• WHAT YOU HAVE TO DO
Could you restate all of the records exactly, leaving out the pictures?

= = = = = = =

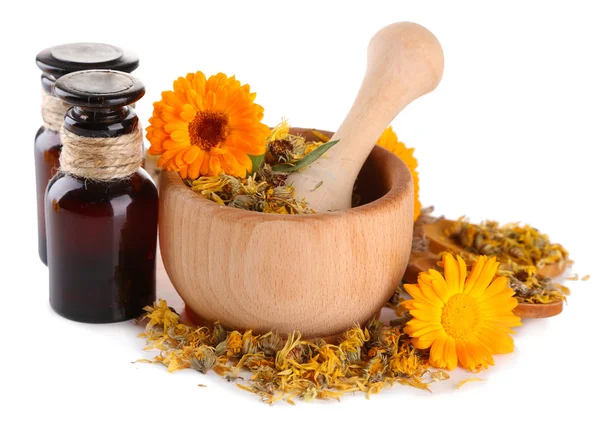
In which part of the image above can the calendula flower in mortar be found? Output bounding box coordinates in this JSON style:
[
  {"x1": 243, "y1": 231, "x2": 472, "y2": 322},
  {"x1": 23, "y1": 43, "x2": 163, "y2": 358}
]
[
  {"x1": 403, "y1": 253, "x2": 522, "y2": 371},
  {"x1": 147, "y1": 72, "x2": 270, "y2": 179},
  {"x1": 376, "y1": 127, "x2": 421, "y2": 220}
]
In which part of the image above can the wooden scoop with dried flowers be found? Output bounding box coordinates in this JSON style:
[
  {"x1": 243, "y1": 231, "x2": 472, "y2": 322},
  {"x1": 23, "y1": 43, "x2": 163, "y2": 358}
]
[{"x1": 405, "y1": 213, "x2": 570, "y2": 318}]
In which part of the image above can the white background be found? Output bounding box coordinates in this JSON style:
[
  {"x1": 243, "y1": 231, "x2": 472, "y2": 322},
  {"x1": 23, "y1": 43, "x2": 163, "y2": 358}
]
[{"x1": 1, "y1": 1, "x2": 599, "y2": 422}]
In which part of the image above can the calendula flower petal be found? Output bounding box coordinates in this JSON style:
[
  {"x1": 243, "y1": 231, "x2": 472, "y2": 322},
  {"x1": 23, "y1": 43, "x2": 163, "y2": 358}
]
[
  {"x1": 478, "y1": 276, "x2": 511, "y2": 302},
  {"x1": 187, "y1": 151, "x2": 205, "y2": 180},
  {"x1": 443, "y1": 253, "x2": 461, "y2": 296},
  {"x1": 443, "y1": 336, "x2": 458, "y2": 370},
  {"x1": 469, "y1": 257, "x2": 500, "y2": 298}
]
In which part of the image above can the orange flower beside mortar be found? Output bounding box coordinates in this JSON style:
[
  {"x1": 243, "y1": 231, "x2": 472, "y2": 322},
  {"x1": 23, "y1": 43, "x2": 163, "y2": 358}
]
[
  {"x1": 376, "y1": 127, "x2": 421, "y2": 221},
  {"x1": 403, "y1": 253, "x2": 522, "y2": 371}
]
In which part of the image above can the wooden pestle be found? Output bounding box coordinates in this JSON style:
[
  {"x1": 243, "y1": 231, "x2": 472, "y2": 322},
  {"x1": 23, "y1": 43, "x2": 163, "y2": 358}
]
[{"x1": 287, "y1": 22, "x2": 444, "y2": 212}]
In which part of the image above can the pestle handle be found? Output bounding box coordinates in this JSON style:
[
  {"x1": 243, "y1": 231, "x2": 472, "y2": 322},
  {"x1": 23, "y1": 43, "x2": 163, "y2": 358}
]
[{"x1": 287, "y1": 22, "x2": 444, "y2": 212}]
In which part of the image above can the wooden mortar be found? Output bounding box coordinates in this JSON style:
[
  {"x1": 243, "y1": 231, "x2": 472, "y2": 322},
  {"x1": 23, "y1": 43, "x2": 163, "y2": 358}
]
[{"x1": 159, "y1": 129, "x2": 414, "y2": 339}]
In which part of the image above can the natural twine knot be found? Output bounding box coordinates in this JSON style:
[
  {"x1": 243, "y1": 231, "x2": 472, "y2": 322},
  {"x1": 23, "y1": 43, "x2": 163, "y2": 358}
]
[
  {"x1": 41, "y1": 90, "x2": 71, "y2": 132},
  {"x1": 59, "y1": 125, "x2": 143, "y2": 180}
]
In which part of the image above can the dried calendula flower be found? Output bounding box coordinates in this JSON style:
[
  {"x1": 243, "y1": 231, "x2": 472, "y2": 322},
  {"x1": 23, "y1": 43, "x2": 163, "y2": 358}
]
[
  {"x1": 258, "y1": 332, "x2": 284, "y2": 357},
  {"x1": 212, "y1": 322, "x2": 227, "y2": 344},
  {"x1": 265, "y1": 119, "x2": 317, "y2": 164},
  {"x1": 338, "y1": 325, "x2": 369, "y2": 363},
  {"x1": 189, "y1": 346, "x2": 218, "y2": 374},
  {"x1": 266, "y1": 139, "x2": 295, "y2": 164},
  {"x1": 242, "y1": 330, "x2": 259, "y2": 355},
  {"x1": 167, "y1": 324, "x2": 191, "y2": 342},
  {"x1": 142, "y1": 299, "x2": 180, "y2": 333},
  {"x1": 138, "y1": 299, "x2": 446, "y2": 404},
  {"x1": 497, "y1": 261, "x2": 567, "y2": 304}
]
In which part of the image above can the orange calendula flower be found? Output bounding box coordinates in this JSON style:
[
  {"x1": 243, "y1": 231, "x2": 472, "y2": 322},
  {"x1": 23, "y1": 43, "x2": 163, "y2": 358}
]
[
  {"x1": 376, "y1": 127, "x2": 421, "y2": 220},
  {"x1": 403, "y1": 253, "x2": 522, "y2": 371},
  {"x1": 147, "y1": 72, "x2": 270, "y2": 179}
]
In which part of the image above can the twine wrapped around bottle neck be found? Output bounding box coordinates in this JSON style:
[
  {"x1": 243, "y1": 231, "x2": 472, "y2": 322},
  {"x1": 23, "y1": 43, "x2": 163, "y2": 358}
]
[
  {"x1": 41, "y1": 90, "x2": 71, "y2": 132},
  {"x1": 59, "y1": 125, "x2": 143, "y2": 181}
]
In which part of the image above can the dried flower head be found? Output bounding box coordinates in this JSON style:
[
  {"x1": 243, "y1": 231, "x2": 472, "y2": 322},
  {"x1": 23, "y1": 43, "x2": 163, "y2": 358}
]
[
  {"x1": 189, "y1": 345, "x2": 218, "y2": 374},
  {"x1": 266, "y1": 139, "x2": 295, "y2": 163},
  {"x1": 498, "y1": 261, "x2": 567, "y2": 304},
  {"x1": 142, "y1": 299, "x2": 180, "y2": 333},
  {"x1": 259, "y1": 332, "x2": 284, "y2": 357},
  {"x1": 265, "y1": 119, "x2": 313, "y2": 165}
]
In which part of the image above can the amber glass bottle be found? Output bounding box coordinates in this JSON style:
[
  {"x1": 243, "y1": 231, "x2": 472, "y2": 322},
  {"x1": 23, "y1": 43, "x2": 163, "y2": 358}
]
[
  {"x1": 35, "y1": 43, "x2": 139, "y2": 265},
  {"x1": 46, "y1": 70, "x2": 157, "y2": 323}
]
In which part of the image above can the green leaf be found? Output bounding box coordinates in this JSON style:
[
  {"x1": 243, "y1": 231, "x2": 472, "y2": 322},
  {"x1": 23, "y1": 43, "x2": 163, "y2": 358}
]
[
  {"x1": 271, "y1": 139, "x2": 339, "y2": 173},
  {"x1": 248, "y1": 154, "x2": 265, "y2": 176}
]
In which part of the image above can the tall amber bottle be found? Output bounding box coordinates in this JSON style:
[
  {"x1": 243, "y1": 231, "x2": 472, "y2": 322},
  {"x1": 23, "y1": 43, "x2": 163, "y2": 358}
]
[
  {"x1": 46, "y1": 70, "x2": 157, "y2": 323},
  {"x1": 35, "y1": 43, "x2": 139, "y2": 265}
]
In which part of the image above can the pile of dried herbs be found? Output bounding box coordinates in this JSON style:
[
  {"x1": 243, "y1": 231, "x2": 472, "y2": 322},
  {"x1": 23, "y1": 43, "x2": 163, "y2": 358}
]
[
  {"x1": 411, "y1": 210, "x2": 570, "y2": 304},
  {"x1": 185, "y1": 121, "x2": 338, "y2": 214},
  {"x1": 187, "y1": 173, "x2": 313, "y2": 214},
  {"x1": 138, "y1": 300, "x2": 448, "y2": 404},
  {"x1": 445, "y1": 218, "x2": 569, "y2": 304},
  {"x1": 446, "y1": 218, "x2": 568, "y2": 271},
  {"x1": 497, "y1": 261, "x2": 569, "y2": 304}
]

= = = = = = =

• RESPONSE TO THIS EXERCISE
In which part of the image above can the calendula flower in mortar be found? Output bounding box coordinates in this JSON style:
[
  {"x1": 243, "y1": 231, "x2": 472, "y2": 322},
  {"x1": 23, "y1": 43, "x2": 163, "y2": 358}
]
[
  {"x1": 403, "y1": 253, "x2": 522, "y2": 371},
  {"x1": 147, "y1": 72, "x2": 270, "y2": 179},
  {"x1": 376, "y1": 127, "x2": 421, "y2": 220}
]
In which part of the image above can the wooden scoop with dried flowers be found? Output bounding box coordinates in this JSON style:
[
  {"x1": 243, "y1": 231, "x2": 472, "y2": 322},
  {"x1": 23, "y1": 43, "x2": 163, "y2": 358}
]
[{"x1": 405, "y1": 213, "x2": 570, "y2": 318}]
In which part of the image above can the white background be found? Output bounding box coordinates in this JSON style:
[
  {"x1": 243, "y1": 231, "x2": 472, "y2": 322},
  {"x1": 23, "y1": 43, "x2": 163, "y2": 358}
]
[{"x1": 1, "y1": 1, "x2": 599, "y2": 422}]
In which part of the image above can the calendula flower petal be found? Output bounding box coordinates in this JSON style:
[
  {"x1": 243, "y1": 231, "x2": 472, "y2": 322},
  {"x1": 23, "y1": 43, "x2": 163, "y2": 358}
]
[
  {"x1": 478, "y1": 276, "x2": 511, "y2": 302},
  {"x1": 187, "y1": 151, "x2": 205, "y2": 180},
  {"x1": 443, "y1": 253, "x2": 461, "y2": 296},
  {"x1": 443, "y1": 336, "x2": 458, "y2": 370},
  {"x1": 469, "y1": 257, "x2": 500, "y2": 298}
]
In which part of the image above can the orange flower beside mortar be found? Output bounding box coordinates in this JSON style:
[
  {"x1": 243, "y1": 231, "x2": 472, "y2": 322},
  {"x1": 23, "y1": 43, "x2": 163, "y2": 358}
]
[
  {"x1": 376, "y1": 127, "x2": 421, "y2": 221},
  {"x1": 403, "y1": 253, "x2": 522, "y2": 371}
]
In which part of the image above can the wooden pestle be found? Output bounding box coordinates in this JSON style:
[
  {"x1": 243, "y1": 231, "x2": 472, "y2": 322},
  {"x1": 23, "y1": 43, "x2": 163, "y2": 358}
]
[{"x1": 287, "y1": 22, "x2": 444, "y2": 212}]
In which part of the image above can the pestle handle be found? Output bounding box coordinates in this JSON style:
[
  {"x1": 243, "y1": 231, "x2": 472, "y2": 322},
  {"x1": 23, "y1": 43, "x2": 163, "y2": 358}
]
[{"x1": 287, "y1": 22, "x2": 444, "y2": 212}]
In which part of the image above can the wooden mortar be found? Output bounding box coordinates in this JSON style:
[
  {"x1": 243, "y1": 231, "x2": 472, "y2": 322},
  {"x1": 23, "y1": 43, "x2": 163, "y2": 358}
]
[{"x1": 159, "y1": 129, "x2": 414, "y2": 339}]
In which part of the image above can the natural twine knot be found? Output bounding box coordinates in this JSON style:
[
  {"x1": 243, "y1": 231, "x2": 472, "y2": 322},
  {"x1": 23, "y1": 43, "x2": 163, "y2": 358}
]
[
  {"x1": 41, "y1": 90, "x2": 71, "y2": 132},
  {"x1": 59, "y1": 125, "x2": 143, "y2": 180}
]
In which part of the image above can the dried calendula flower be found? Output bounding box coordinates in this JSON style:
[
  {"x1": 243, "y1": 231, "x2": 472, "y2": 322},
  {"x1": 23, "y1": 43, "x2": 163, "y2": 358}
]
[
  {"x1": 258, "y1": 332, "x2": 284, "y2": 357},
  {"x1": 212, "y1": 322, "x2": 227, "y2": 344},
  {"x1": 265, "y1": 119, "x2": 317, "y2": 164},
  {"x1": 338, "y1": 325, "x2": 369, "y2": 363},
  {"x1": 189, "y1": 346, "x2": 218, "y2": 374},
  {"x1": 266, "y1": 139, "x2": 295, "y2": 164},
  {"x1": 242, "y1": 330, "x2": 259, "y2": 355},
  {"x1": 167, "y1": 324, "x2": 191, "y2": 342},
  {"x1": 142, "y1": 299, "x2": 180, "y2": 333},
  {"x1": 138, "y1": 299, "x2": 446, "y2": 404},
  {"x1": 497, "y1": 261, "x2": 567, "y2": 304}
]
In which part of the image above can the orange calendula flower be found? Output bounding box coordinates in this JSON style:
[
  {"x1": 243, "y1": 231, "x2": 472, "y2": 322},
  {"x1": 23, "y1": 43, "x2": 163, "y2": 358}
]
[
  {"x1": 376, "y1": 127, "x2": 421, "y2": 220},
  {"x1": 403, "y1": 253, "x2": 522, "y2": 371},
  {"x1": 147, "y1": 72, "x2": 270, "y2": 179}
]
In which part of the image above can the twine wrapped around bottle neck be found? Output bounding box coordinates in this JSON style:
[
  {"x1": 243, "y1": 231, "x2": 472, "y2": 322},
  {"x1": 23, "y1": 43, "x2": 163, "y2": 358}
]
[
  {"x1": 41, "y1": 90, "x2": 71, "y2": 132},
  {"x1": 59, "y1": 125, "x2": 143, "y2": 181}
]
In which part of the image above can the dried flower head be found? Output bounding box coordinates in this JSON style:
[
  {"x1": 243, "y1": 231, "x2": 472, "y2": 322},
  {"x1": 23, "y1": 43, "x2": 163, "y2": 358}
]
[
  {"x1": 189, "y1": 345, "x2": 218, "y2": 374},
  {"x1": 266, "y1": 139, "x2": 295, "y2": 163},
  {"x1": 498, "y1": 261, "x2": 567, "y2": 304},
  {"x1": 142, "y1": 299, "x2": 180, "y2": 333},
  {"x1": 259, "y1": 332, "x2": 284, "y2": 357},
  {"x1": 265, "y1": 119, "x2": 313, "y2": 165}
]
In which part of the image above can the amber glass bottle be found? Output bounding box coordinates in this JSON style:
[
  {"x1": 243, "y1": 231, "x2": 472, "y2": 322},
  {"x1": 23, "y1": 43, "x2": 163, "y2": 358}
]
[
  {"x1": 35, "y1": 43, "x2": 139, "y2": 265},
  {"x1": 46, "y1": 70, "x2": 157, "y2": 323}
]
In which part of the image above can the green leaf be found? Output bounding box coordinates in this JSON style:
[
  {"x1": 243, "y1": 231, "x2": 472, "y2": 322},
  {"x1": 23, "y1": 43, "x2": 163, "y2": 358}
]
[
  {"x1": 271, "y1": 139, "x2": 339, "y2": 173},
  {"x1": 248, "y1": 154, "x2": 265, "y2": 176}
]
In which part of the image above can the tall amber bottle be found? Output bounding box coordinates in this JSON style:
[
  {"x1": 243, "y1": 231, "x2": 472, "y2": 322},
  {"x1": 23, "y1": 43, "x2": 163, "y2": 358}
]
[
  {"x1": 46, "y1": 70, "x2": 157, "y2": 323},
  {"x1": 35, "y1": 43, "x2": 139, "y2": 265}
]
In which part of the image above can the pile of dried herbs be found? Output bounding box coordinates in this JSON style:
[
  {"x1": 243, "y1": 231, "x2": 472, "y2": 322},
  {"x1": 23, "y1": 43, "x2": 163, "y2": 358}
]
[
  {"x1": 411, "y1": 210, "x2": 570, "y2": 304},
  {"x1": 185, "y1": 121, "x2": 338, "y2": 214},
  {"x1": 187, "y1": 173, "x2": 313, "y2": 214},
  {"x1": 138, "y1": 300, "x2": 448, "y2": 404},
  {"x1": 445, "y1": 218, "x2": 569, "y2": 304},
  {"x1": 446, "y1": 218, "x2": 568, "y2": 271},
  {"x1": 497, "y1": 261, "x2": 569, "y2": 304}
]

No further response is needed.